WHAT YOU ARE ASKED TO DO: Edit the lens problem from "Two point light" to "lies beyond the focus).", putting "converging" in place of "convex" and keeping everything else unchanged.

PAGE:
Two point light sources are 24cm apart. At what distance from one source, a convex lens of focal length 9cm be kept in between them, so that the images of both the sources are formed at the same place.

6 cm

The given condition will be satisfied only if one source (S₁) placed on one side such that u < f (i.e. it lies under the focus). The other source (S₂) is placed on the other side of the lens such that u > f (i.e. it lies beyond the focus).

If S₁ is the object for lens then

$\frac{1}{f}=\frac{1}{-y}-\frac{1}{-x} \Rightarrow \frac{1}{y}=\frac{1}{x}-\frac{1}{f}$   .................(i)

If S₂ is the object for lens then

$\frac{1}{f}=\frac{1}{+y}-\frac{1}{-(24-x)} \Rightarrow \frac{1}{y}=\frac{1}{f}-\frac{1}{(24-x)}$    ..........(ii)

From equation (i) and (ii)

$\frac{1}{x}-\frac{1}{f}=\frac{1}{f}-\frac{1}{(24-x)}$

$\frac{1}{x}+\frac{1}{(24-x)}=\frac{2}{f}=\frac{2}{9}$

$\Rightarrow x^2-24 x+108=0$

On solving we have x = 18 cm, 6 cm

DATASET ROWS:
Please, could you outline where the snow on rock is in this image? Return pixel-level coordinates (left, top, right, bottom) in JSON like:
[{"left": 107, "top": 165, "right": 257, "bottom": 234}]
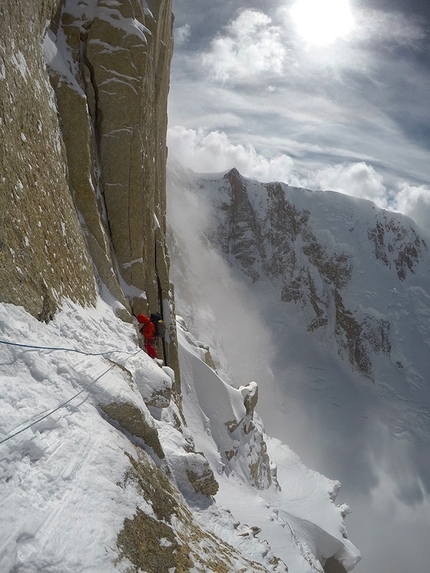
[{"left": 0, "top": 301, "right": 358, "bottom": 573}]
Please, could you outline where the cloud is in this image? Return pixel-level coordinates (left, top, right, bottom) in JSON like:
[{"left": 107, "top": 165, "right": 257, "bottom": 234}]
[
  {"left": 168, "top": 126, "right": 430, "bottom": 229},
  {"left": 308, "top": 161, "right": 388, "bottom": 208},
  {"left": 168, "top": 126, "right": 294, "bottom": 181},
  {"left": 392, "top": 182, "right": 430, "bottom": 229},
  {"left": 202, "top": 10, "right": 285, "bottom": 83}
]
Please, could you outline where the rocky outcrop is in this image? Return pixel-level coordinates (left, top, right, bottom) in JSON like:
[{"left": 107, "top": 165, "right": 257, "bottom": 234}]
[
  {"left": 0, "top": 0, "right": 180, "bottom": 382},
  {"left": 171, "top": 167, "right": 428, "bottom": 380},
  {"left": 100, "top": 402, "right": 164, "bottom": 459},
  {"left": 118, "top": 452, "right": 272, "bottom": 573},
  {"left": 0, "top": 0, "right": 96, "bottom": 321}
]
* * *
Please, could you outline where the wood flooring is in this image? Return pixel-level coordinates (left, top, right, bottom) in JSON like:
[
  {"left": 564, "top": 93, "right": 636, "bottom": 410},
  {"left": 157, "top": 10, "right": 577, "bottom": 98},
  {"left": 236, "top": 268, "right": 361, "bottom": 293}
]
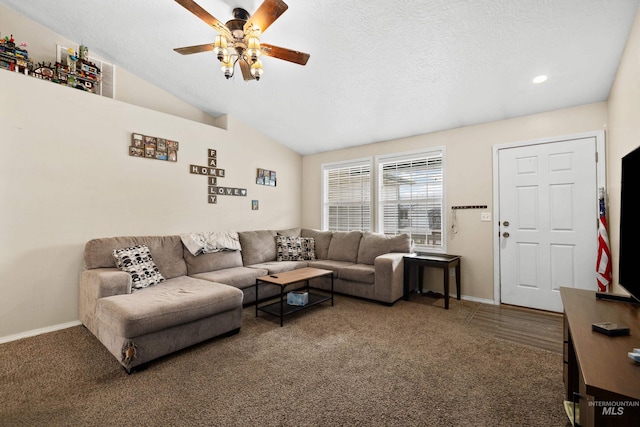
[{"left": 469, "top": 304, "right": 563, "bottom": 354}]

FINAL RESULT:
Two point light sources are 24cm apart. At what distance from one source, a converging lens of focal length 9cm be kept in between them, so that the images of both the sources are formed at the same place.

6 cm

The given condition will be satisfied only if one source (S₁) placed on one side such that u < f (i.e. it lies under the focus). The other source (S₂) is placed on the other side of the lens such that u > f (i.e. it lies beyond the focus).